> **Exercice**
Recopiez telles quelles toutes les lignes des items ci-dessous, sans y inclure les images.
▬▬▬
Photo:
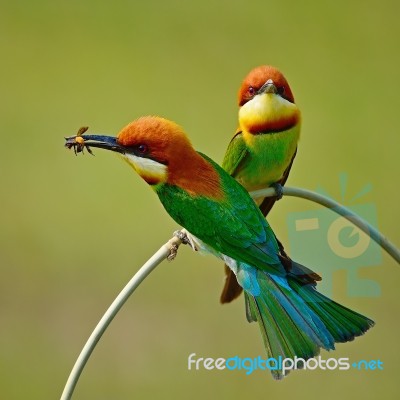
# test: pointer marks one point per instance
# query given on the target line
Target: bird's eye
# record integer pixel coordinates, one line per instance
(142, 148)
(281, 90)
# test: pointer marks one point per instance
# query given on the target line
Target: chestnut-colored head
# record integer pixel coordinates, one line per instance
(160, 152)
(258, 77)
(266, 103)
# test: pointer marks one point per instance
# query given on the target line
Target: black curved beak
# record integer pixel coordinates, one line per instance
(100, 141)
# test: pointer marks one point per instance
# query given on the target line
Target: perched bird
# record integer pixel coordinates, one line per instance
(262, 151)
(221, 218)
▬▬▬
> **Résultat de l'exercice**
Photo:
# test: pointer marks one point per instance
# query given on the target line
Target: bird's eye
# record integer pixel coordinates, one line per instance
(142, 148)
(281, 90)
# test: pointer marks one point per instance
# query given on the target line
Target: chestnut-colored head
# record integer pixel coordinates, one line per instance
(160, 152)
(258, 77)
(266, 103)
# test: pointer marks one point per instance
# query given on the target line
Target: black curved beak
# record integer pixel coordinates, one line per instance
(100, 141)
# test: pointer marks one point per instance
# query given on the target line
Target: perched bird
# record integer pixel coordinates, one line per instance
(262, 151)
(221, 218)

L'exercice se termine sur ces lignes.